──────── DATA PROVIDED

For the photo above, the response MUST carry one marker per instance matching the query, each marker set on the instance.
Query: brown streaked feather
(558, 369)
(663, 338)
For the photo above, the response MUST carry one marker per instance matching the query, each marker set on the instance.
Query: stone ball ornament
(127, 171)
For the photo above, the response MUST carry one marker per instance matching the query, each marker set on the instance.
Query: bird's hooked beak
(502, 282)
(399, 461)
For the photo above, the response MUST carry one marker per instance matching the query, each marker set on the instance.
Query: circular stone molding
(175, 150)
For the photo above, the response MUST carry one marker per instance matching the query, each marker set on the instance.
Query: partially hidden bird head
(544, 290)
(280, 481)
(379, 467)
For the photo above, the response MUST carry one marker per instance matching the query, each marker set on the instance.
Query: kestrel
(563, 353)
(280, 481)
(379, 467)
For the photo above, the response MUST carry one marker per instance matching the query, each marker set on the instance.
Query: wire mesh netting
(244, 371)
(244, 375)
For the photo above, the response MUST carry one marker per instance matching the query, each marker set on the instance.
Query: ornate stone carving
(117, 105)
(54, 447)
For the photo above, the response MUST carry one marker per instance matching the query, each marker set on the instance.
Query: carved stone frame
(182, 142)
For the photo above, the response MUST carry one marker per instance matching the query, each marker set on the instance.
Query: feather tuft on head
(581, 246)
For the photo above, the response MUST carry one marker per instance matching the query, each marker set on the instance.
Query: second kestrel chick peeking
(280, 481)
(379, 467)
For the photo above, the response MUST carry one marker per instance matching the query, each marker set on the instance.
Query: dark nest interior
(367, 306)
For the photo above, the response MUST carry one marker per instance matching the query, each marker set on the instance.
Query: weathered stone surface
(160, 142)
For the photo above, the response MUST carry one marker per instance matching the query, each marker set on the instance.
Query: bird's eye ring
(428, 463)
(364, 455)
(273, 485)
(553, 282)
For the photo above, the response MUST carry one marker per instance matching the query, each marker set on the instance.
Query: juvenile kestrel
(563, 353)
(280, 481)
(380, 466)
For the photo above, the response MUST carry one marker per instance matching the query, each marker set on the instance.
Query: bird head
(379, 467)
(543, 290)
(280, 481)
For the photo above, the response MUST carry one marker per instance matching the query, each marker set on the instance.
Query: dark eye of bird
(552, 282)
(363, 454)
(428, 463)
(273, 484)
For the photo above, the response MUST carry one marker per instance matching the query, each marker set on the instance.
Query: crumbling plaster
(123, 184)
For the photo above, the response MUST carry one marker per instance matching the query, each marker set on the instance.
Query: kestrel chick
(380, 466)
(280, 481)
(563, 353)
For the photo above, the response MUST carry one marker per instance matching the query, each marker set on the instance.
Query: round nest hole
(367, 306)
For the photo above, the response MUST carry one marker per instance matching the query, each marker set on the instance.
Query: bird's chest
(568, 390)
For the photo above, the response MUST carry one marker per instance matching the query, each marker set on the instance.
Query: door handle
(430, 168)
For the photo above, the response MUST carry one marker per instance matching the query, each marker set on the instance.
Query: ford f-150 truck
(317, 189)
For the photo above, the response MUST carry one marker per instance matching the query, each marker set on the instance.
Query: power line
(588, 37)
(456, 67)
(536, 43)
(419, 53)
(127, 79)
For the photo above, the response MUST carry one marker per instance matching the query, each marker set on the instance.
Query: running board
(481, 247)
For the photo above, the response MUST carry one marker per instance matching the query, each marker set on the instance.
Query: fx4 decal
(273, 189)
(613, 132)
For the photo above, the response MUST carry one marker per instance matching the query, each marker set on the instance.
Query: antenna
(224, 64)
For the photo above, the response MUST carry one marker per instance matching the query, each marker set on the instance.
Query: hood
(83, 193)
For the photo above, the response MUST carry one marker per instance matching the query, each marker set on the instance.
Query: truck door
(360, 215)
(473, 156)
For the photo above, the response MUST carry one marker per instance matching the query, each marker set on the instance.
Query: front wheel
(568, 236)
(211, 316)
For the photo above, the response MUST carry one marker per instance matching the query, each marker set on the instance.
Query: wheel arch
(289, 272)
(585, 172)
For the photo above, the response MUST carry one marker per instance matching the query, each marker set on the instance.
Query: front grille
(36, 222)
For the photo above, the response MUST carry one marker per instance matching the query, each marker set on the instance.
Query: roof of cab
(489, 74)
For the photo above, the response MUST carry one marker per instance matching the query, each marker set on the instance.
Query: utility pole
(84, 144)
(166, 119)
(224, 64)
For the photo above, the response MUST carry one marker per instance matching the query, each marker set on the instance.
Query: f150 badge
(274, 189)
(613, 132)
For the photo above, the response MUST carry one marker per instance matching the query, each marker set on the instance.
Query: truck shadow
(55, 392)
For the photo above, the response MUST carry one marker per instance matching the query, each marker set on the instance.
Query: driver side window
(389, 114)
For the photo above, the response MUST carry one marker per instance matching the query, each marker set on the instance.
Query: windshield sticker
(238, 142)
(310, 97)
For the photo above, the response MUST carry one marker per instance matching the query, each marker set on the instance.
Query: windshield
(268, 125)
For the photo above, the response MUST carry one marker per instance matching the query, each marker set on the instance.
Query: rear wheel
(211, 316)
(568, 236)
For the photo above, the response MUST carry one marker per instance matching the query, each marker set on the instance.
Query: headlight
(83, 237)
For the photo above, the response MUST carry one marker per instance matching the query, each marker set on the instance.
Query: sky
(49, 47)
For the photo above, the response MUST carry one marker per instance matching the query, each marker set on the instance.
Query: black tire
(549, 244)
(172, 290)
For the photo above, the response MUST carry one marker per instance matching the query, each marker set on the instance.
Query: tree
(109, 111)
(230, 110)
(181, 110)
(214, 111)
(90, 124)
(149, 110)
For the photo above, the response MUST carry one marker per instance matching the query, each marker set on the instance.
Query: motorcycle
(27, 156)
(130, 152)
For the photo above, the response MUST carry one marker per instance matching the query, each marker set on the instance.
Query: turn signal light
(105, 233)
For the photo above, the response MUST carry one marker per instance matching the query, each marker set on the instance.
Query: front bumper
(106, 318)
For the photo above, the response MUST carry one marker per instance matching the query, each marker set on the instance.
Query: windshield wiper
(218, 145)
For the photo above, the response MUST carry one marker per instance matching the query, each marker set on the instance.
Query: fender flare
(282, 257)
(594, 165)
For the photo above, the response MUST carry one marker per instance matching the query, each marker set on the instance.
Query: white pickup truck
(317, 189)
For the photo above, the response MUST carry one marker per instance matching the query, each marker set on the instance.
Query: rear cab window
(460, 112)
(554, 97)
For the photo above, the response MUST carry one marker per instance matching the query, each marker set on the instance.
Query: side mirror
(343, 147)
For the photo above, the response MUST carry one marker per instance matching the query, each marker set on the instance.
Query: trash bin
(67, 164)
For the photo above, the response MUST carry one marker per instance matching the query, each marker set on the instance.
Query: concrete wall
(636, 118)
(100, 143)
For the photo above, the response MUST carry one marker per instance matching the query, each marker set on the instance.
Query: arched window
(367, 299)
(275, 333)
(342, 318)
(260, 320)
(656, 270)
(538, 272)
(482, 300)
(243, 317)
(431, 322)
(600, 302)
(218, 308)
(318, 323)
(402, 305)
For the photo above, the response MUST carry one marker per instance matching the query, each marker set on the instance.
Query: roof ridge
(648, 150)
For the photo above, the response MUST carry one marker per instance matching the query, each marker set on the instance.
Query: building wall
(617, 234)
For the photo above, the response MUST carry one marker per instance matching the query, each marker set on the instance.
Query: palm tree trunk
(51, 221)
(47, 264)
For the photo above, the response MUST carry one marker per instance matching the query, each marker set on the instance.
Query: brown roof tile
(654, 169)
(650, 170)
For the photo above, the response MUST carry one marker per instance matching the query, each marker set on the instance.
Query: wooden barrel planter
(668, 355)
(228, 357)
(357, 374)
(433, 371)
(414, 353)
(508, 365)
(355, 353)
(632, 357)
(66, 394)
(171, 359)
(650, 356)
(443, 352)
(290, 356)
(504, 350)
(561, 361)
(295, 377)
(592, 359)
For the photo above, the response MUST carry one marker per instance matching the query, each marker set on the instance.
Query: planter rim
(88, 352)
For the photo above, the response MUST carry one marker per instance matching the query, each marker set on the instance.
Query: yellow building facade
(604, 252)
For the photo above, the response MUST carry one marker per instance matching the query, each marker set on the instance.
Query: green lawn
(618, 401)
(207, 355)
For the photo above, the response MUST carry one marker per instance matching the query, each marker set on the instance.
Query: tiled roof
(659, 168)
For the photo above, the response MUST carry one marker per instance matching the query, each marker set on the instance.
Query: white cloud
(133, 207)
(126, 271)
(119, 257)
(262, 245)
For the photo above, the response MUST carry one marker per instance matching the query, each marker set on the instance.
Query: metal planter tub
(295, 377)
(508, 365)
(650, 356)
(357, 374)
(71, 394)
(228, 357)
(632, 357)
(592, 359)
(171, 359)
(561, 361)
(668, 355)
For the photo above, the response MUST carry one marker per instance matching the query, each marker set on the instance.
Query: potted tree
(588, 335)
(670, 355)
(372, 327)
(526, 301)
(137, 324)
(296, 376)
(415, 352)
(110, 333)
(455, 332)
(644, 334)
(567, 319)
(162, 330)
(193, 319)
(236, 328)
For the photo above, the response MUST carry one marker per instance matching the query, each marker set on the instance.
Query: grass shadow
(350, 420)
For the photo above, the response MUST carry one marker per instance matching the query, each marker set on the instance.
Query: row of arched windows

────────────────

* [WHAT IS REQUIRED]: Pick out every line in the listing above that contains the string "truck" and copy each one in full. Case counts.

* [SOLUTION]:
Query: ford f-150 truck
Query: truck door
Query: truck shadow
Query: white pickup truck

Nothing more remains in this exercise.